- [Material provided]:
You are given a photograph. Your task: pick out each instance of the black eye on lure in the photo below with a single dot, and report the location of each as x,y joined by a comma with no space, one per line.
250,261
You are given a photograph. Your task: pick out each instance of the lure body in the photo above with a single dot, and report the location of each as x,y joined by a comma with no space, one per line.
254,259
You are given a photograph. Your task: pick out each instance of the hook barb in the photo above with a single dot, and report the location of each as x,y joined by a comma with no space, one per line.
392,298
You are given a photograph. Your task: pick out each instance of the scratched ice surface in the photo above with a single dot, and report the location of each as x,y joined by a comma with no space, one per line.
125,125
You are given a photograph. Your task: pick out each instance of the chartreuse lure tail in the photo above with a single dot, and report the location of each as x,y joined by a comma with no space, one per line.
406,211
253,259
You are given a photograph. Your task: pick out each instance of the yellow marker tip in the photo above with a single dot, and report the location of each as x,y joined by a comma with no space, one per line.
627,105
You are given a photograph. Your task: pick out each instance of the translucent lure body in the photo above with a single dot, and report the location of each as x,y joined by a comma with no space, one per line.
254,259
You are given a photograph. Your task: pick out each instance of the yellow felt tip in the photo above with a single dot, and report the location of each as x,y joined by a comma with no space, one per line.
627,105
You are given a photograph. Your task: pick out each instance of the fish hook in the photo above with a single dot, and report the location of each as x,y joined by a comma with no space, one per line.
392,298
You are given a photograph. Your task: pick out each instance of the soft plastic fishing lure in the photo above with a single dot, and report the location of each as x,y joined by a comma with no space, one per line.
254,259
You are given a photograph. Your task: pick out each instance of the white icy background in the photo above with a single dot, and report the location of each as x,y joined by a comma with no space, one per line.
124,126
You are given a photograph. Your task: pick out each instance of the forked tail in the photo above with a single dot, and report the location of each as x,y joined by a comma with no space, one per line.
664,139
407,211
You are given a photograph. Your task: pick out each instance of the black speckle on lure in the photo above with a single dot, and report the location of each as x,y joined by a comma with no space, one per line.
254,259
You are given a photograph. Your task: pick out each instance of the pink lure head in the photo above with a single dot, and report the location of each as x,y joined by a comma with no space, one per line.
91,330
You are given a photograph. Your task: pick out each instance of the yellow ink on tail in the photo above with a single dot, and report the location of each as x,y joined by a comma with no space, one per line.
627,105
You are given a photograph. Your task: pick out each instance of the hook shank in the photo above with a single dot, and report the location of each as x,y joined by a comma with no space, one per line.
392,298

- [Task objective]:
When answering, write out each of the lines above exactly as given.

- [Response to the exercise]:
You are given a photograph. Your task: pick out each instance of the black eye on lure in the photo below with a single dot, and report the location of each as x,y joined by a comma with no space, one per line.
250,261
You are given a photograph. Your task: pick out each instance of the lure body in the photo above with a single dot, and report the location of each as x,y joined by a comma with no space, one per line.
254,259
You are given a photograph. Your task: pick out each instance of the hook barb in the photo above with a single dot, and report the location of each as x,y joined by a comma with no space, one per line.
392,298
You are given a photograph. Your task: pick out each instance of the scratched ice surface in the photo above with a single dot, and report the location of each as x,y joined by a comma with no space, one per line.
125,125
You are given a photograph. Your task: pick out each instance of the chartreuse lure tail in the photo above with a single dot, and report the location of each as x,y joined by a comma with no space, one per line.
406,211
253,259
You are given a photograph. Your task: pick out each instance of the yellow marker tip in the photo above with a single dot, and report the location of each as x,y joined by a comma with no space, one per line.
627,105
You are given a photograph. Your task: pick out each instance of the translucent lure body in the photo above with a single dot, and report the location of each as x,y joined by a comma with no space, one per line.
254,259
You are given a photograph. Your task: pick out each instance of the yellow felt tip in the photo above with a single dot, and report the location of each as x,y joined by a comma with no space, one per line.
627,105
You are given a photograph. Your task: pick out each instance of the fish hook in the photo above with a single dot, and report the location of each as x,y joined by a comma with no space, one per line.
392,298
You are given a photograph. Your task: pick out each instance of the soft plastic fishing lure in the photo above with a single dot, and report the location of each as x,y joined by a comma with no space, one per line.
254,259
You are given a photograph. Your task: pick out each instance of the white icy background in the photo above with a single dot, and report the location of each as x,y joined by a comma with no space, one per line.
124,126
You are given a photograph. Your task: pick out each instance of the forked tail in the photo above with a single dot, and report the location of each as x,y joined by a comma with no space, one per line.
664,139
407,211
You are given a photograph. Your task: pick out each instance of the black speckle on lure in the photo above with a single dot, and report the location of each as x,y joined by a comma with no space, one per line.
254,259
You are given a photograph. Your task: pick out each instance of the pink lure head in the photo above with a single dot, and report the location of each as x,y joined by a comma with no space, one per line.
91,330
You are given a photograph. Your task: pick out each instance of the yellow ink on tail in the photo above with a single dot, and report the location of each as x,y joined by a comma with no space, one per line.
627,105
You are given a photograph. Your task: pick out each instance of the hook shank in the photo above with a single dot, and report the location of each as x,y joined by a comma with no space, one per line.
392,298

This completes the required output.